- Given records
§ §

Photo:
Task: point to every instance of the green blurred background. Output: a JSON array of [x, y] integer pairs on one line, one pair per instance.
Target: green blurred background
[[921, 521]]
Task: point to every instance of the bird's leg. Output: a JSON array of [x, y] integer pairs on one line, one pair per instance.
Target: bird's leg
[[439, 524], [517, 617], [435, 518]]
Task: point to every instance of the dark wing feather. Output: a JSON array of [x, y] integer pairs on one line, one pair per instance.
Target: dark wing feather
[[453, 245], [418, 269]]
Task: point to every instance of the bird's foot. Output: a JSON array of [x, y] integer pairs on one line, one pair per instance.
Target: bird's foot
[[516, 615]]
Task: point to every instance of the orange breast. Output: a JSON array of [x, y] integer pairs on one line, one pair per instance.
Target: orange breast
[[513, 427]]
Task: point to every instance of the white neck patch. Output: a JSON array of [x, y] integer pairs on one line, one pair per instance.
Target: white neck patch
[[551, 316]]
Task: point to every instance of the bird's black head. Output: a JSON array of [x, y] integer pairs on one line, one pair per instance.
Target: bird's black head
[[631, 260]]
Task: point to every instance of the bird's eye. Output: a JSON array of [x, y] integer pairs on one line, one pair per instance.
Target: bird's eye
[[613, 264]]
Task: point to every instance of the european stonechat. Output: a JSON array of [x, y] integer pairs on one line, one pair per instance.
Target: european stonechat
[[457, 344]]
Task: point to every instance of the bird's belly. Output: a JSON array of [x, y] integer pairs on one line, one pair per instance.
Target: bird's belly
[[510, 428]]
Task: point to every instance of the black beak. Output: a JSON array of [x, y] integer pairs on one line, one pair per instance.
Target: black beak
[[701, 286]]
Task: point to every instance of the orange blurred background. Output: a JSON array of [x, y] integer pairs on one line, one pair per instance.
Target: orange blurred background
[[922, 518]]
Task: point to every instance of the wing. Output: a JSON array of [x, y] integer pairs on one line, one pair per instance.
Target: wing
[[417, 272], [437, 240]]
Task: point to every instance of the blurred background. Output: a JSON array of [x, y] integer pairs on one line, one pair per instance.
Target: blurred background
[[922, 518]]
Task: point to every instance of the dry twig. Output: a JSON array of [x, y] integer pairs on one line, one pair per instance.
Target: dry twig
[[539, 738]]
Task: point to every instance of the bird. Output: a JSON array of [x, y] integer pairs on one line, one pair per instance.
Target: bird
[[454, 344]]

§ §

- The problem
Copy all of the lines above word for word, from the first to the last, without changing anything.

- Result
Photo:
Task: point to every instance of the green blurred background. Output: a JSON array of [x, y] integer pairs on one line, one pair per instance.
Target: green blurred background
[[921, 521]]
Task: point to every instance of the bird's leg. Output: a JSON array of [x, y] integer pairs on one line, one pair per instance.
Target: bird's leg
[[439, 524], [517, 617], [435, 518]]
Task: point to every instance of the dark wing feather. Output: a JSON array of [x, y] integer pairs on one line, one pair per instance.
Target: dark wing feather
[[453, 245], [418, 269]]
Task: point to every instance of the bird's foot. Output: a JSON array of [x, y] integer pairs on one line, one pair per instance.
Target: bird's foot
[[516, 615]]
Task: point to every instance of the orange breast. Output: a JSON array of [x, y] integer pairs on one line, one pair per instance.
Target: orange breast
[[513, 427]]
Task: point to every instance of the white neck patch. Output: a JSON array of [x, y] integer pairs on one line, one pair per instance.
Target: white neck patch
[[551, 316]]
Task: point to every instance of the bird's black head. Output: a JSON array of [x, y] integer pairs on one line, one pair per instance.
Target: bird's black head
[[631, 260]]
Task: point to every instance of the bird's eye. Output: a JSON array of [x, y] integer pairs on one line, one pair per instance.
Target: bird's eye
[[613, 264]]
Task: point to every instance of the european stonechat. Output: a JSON array of [x, y] integer pairs on one line, one pair per instance.
Target: european stonechat
[[457, 344]]
Task: point to every instance of the bird's belly. Output: a JSON array of [x, y] integer pairs on one line, one pair per instance.
Target: bird's belly
[[510, 428]]
Task: point to every instance of the black beak. Output: a JSON array of [x, y] integer pairs on one line, one pair per instance.
Target: black beak
[[701, 286]]
Task: point to every instance of the orange blurred background. Output: a JSON array of [x, y] integer pairs on one line, one pair per instance.
Target: orange blurred background
[[922, 518]]
Task: point to every instance of the wing. Output: a JSON array of [x, y] integer pairs on one line, one pair per instance.
Target: wing
[[417, 272], [437, 240]]
Task: point to every instance of the blurred background. Output: a JSON array of [x, y] integer pairs on one line, one pair per instance.
Target: blurred background
[[922, 518]]
Task: point to every instance of the dry twig. Output: a JSON array of [x, y] integer pairs on one line, one pair per instance.
Target: dry twig
[[539, 738]]
Task: point to every instance of the bird. Output: a JSON array of [x, y] integer pairs on one line, one pair per instance.
Target: bird
[[454, 344]]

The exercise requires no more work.